=== PROBLEM DESCRIPTION ===
Reproduce verbatim the lines of the material below, starting at the line containing "Where can you spot the red" and ending at the line containing "pixel 34 252", with both of those lines included.

=== PROVIDED RECORDS ===
· · · · ·

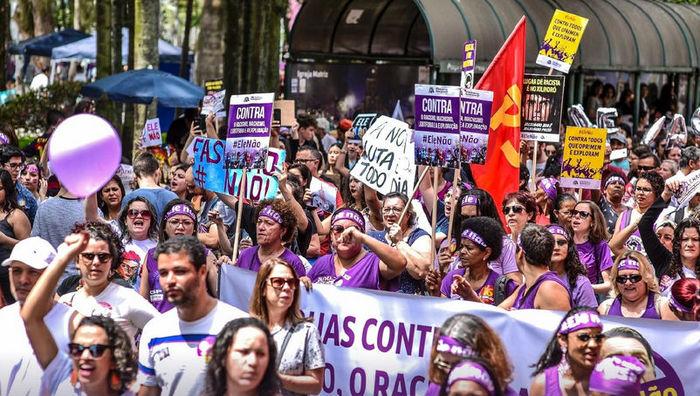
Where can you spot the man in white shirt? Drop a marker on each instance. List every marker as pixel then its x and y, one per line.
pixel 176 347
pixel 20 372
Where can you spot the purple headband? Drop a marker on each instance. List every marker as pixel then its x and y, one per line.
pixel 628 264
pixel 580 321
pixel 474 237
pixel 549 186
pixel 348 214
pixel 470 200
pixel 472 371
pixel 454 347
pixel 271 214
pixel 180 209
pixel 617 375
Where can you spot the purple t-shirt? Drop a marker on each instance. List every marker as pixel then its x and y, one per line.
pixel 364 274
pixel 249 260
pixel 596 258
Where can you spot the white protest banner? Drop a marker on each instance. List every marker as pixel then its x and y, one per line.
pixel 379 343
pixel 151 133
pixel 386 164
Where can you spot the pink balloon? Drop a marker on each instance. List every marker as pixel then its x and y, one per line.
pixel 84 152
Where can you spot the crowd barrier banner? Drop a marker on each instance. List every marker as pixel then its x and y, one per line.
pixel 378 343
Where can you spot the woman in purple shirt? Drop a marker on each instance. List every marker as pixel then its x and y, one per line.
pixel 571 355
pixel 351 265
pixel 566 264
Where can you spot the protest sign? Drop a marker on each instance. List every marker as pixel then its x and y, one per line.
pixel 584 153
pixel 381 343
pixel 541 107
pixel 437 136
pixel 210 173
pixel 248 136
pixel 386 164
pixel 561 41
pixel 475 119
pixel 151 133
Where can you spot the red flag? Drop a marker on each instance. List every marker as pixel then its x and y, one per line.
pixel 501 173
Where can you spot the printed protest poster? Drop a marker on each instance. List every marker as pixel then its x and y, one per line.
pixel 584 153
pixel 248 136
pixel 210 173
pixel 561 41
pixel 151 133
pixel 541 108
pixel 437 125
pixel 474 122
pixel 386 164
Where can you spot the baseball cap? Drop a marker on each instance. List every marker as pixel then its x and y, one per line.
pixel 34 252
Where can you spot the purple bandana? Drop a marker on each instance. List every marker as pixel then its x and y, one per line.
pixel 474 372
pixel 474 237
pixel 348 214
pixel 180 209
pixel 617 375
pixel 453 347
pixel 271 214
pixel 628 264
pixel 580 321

· · · · ·

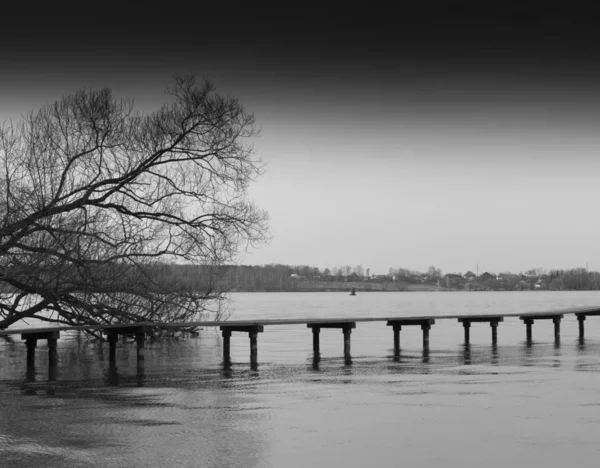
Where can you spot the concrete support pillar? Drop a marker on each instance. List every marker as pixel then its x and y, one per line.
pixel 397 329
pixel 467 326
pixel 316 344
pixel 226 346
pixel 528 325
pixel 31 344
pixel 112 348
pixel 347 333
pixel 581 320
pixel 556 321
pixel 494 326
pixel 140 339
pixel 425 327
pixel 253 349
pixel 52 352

· · · · ·

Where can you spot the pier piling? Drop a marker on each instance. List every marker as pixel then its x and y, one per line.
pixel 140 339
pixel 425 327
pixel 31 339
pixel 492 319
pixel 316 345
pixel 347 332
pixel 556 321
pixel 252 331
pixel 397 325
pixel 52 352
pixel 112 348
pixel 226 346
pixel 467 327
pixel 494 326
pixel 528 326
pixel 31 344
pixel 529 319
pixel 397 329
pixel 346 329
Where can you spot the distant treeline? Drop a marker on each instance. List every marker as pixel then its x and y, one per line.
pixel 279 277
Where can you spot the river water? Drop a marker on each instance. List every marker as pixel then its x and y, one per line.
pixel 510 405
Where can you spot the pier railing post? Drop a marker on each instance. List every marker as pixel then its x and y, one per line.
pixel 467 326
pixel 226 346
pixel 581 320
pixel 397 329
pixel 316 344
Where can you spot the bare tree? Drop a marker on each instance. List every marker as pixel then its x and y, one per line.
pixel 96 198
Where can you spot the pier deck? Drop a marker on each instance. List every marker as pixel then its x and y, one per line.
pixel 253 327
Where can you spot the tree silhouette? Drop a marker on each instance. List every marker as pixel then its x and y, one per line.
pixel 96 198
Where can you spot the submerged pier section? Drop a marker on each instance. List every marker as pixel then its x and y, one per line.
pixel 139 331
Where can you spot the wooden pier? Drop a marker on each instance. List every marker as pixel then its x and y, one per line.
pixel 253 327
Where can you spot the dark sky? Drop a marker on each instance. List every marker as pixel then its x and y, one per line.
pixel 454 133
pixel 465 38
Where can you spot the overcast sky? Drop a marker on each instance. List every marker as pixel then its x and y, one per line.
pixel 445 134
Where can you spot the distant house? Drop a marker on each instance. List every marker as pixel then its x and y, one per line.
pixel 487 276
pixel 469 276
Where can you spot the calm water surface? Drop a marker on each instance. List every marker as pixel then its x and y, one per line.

· · · · ·

=== CORRECT RESULT ===
Where can you spot the red flag? Drop a marker on each instance. List every marker as pixel then its x and y, one per line.
pixel 501 173
Where can you spot the printed protest poster? Drop a marker on each instance. List every marker as pixel then its x and y, one per line.
pixel 584 153
pixel 248 136
pixel 210 173
pixel 561 41
pixel 151 133
pixel 541 108
pixel 437 125
pixel 474 122
pixel 386 164
Where can you spot the baseball cap? Drop a marker on each instance. List every marker as pixel then its x and y, one per line.
pixel 34 252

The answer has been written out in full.